Give the lines again exactly, from the one holding "Where can the blue sky" to the last line of the listing below, both ends included and nothing added.

## Source data
╭──

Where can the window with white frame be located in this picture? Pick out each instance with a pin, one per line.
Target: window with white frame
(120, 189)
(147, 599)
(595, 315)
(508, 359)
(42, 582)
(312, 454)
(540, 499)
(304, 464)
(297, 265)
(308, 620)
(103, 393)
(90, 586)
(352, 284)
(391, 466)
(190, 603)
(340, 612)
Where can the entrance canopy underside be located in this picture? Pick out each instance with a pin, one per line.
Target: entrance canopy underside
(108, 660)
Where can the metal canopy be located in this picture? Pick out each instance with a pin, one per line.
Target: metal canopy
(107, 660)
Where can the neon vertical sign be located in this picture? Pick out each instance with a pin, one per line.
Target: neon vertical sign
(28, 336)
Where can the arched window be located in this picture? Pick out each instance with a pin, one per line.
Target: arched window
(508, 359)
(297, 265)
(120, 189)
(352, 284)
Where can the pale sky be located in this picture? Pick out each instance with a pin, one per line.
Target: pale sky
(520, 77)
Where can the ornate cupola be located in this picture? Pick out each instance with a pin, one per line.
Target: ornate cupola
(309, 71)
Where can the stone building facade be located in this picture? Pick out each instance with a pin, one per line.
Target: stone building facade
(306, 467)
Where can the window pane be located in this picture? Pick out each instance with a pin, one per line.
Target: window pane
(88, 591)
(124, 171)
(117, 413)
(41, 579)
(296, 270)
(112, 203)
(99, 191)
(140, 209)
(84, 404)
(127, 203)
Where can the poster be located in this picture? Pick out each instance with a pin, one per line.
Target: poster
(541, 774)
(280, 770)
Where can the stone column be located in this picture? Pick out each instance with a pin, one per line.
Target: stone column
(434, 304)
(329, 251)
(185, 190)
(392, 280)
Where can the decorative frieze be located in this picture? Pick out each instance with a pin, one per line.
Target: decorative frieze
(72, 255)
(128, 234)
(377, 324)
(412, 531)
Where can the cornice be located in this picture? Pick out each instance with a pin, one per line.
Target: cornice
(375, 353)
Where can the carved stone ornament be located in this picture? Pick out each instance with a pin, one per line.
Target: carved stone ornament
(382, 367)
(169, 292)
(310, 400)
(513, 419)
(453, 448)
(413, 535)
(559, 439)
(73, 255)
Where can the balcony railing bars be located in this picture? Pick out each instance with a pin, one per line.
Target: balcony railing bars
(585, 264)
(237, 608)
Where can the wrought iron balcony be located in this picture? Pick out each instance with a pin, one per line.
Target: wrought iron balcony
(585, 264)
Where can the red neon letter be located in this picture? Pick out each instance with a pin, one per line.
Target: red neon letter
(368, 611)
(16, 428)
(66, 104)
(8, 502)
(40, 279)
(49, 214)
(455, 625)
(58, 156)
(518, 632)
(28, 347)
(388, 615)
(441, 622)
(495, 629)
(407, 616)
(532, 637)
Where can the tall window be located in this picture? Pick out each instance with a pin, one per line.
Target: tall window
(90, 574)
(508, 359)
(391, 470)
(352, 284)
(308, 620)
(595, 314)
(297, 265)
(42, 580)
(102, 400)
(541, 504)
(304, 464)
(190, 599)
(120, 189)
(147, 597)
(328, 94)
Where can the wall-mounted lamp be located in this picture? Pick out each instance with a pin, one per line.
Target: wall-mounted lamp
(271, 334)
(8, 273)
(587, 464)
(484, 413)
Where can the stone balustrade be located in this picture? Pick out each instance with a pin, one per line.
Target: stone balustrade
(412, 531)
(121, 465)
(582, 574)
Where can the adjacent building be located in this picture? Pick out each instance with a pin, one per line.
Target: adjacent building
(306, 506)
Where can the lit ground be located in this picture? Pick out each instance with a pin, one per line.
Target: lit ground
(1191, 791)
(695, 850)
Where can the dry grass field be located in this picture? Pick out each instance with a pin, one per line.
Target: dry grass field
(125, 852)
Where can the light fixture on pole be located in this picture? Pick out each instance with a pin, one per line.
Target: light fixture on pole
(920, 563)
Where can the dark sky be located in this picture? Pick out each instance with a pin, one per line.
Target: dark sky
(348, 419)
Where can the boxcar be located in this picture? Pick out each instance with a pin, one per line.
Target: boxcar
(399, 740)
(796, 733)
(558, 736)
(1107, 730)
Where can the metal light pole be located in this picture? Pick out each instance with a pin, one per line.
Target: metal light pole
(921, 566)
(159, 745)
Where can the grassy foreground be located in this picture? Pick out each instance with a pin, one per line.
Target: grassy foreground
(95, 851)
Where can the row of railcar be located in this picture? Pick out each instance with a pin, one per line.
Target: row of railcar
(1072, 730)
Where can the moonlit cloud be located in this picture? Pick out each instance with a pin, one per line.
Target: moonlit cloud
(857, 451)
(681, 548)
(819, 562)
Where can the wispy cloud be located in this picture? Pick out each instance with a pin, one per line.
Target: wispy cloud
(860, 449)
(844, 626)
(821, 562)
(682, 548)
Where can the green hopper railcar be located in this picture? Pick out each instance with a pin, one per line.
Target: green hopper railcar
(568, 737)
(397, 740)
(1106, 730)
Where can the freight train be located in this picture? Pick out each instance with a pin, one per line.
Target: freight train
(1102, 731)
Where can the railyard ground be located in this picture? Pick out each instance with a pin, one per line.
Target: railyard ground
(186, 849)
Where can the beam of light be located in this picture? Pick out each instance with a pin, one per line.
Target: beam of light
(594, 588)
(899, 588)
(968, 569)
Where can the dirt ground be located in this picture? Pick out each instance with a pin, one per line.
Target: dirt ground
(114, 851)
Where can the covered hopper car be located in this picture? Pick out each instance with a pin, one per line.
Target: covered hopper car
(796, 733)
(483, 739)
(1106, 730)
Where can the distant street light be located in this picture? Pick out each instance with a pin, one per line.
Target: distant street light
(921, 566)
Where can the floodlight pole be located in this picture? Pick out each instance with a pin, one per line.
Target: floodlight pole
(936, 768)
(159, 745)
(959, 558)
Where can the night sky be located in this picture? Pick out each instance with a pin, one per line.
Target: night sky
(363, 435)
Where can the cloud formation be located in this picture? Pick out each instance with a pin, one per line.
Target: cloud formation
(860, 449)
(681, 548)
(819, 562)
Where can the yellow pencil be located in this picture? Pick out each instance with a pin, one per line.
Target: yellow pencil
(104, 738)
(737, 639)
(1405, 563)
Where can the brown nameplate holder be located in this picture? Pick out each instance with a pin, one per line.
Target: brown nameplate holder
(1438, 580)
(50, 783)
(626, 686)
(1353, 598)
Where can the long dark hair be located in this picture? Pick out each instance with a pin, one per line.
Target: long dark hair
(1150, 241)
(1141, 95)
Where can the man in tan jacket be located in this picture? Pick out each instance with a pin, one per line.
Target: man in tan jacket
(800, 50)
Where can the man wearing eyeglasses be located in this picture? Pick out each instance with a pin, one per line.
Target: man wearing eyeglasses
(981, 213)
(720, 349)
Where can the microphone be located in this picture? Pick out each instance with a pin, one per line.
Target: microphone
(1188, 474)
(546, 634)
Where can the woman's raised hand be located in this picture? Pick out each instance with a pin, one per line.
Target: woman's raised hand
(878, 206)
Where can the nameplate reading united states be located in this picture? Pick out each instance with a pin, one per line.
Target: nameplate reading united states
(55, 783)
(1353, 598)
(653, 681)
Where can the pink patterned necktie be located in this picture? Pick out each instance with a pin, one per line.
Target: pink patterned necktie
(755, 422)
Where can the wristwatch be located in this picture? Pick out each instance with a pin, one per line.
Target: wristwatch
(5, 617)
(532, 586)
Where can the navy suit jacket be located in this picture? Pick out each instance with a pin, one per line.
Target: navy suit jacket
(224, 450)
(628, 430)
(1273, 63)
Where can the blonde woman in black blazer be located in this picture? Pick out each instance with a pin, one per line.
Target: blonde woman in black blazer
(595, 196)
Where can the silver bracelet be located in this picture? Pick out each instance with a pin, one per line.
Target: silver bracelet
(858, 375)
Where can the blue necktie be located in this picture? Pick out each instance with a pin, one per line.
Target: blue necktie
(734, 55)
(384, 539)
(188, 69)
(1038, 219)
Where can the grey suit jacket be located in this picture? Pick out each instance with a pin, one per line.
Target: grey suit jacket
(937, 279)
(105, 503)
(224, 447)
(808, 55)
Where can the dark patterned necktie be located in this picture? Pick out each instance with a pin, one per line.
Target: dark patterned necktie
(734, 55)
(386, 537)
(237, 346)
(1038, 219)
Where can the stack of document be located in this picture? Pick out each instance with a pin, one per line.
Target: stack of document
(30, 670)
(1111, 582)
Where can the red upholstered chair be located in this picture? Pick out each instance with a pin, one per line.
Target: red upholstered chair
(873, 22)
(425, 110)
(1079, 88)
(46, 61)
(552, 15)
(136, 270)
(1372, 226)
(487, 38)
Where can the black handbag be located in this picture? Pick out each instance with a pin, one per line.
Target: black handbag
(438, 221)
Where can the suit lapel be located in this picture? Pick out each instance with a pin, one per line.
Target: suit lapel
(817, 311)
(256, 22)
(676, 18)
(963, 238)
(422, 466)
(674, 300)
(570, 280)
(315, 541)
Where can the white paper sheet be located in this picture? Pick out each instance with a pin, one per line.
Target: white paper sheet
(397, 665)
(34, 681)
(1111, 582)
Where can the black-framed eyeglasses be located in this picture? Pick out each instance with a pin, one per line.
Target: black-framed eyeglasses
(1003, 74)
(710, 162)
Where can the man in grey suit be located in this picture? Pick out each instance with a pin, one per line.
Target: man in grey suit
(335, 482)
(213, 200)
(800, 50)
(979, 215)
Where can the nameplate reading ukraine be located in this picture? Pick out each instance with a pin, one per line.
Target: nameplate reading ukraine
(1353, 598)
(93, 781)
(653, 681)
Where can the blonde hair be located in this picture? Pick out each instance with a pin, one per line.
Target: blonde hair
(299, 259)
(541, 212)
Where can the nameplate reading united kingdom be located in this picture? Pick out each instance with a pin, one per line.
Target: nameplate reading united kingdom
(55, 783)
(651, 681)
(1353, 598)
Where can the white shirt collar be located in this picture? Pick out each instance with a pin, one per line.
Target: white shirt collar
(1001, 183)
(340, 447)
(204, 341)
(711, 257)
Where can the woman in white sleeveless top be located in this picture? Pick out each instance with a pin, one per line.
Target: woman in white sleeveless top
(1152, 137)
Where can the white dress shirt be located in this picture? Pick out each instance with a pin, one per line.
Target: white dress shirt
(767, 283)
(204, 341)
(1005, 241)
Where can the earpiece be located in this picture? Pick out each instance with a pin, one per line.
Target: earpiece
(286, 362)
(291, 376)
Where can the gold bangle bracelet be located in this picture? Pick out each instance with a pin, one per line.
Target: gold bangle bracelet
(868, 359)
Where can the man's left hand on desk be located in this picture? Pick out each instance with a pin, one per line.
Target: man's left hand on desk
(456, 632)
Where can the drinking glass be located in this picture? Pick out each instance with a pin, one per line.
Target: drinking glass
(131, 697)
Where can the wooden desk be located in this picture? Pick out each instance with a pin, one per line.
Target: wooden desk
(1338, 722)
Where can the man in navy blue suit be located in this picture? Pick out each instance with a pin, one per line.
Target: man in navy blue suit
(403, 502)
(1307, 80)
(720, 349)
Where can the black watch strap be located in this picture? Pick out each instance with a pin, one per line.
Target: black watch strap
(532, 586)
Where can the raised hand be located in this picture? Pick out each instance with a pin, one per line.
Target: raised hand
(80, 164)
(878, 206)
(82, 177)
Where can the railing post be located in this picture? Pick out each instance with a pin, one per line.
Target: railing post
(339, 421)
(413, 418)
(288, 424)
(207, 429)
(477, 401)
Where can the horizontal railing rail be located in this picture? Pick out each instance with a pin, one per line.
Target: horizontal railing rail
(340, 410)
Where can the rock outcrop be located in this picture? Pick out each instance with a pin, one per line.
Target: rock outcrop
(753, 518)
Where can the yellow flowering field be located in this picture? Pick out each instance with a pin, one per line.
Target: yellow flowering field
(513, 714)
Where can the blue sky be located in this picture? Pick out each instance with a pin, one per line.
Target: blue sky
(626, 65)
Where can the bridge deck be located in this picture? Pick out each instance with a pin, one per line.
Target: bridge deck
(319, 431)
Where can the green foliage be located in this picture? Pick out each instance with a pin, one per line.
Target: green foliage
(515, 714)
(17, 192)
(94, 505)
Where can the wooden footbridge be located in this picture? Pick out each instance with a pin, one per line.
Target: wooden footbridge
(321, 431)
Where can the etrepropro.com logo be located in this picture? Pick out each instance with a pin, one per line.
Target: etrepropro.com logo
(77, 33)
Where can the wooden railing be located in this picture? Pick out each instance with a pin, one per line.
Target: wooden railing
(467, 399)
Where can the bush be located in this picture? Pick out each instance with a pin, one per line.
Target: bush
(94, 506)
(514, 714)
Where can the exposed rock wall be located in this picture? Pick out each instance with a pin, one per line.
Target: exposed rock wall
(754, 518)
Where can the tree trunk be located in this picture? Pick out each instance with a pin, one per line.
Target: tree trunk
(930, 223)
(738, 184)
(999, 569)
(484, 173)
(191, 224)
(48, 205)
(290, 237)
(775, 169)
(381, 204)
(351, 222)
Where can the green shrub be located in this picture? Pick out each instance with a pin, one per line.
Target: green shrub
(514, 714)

╰──

## Task answer
Where can the blue sky be located in this picture? Pick out each instance with a pin, one per line.
Target: blue sky
(626, 65)
Where can the bridge deck be located in this picture? Pick out each instance with a pin, one per line.
Target: bridge deck
(319, 431)
Where can the green foliage be located in this picture? Pick out each instance with a pin, one per line.
Target: green foliage
(515, 714)
(17, 192)
(94, 505)
Where can the wooden footbridge be located in this picture? Pick out each instance with a pin, one per line.
Target: wooden footbridge
(321, 431)
Where can the etrepropro.com logo be located in this picture? Pick out each instance with a pin, one per line.
Target: etrepropro.com logo
(77, 33)
Where can the wooden railing be located in this picture? Pick out each instance with a pin, one per line.
Target: wooden railing
(467, 399)
Where can the bush be located in this picture? Pick out each instance with a pin, one per line.
Target: bush
(94, 506)
(514, 714)
Where can the exposed rock wall be located in this picture? Pick out each instance with a pin, one per line.
Target: exposed rock wall
(754, 518)
Where can the tree trunk be located in this picture? Pick out each instance with a pin, one per line.
Target: tree trunk
(930, 223)
(738, 184)
(999, 569)
(484, 173)
(191, 224)
(48, 205)
(290, 237)
(775, 169)
(381, 204)
(351, 222)
Where can the green shrub be located in this picture? Pick out each instance with a pin, one per line.
Target: green shrub
(514, 714)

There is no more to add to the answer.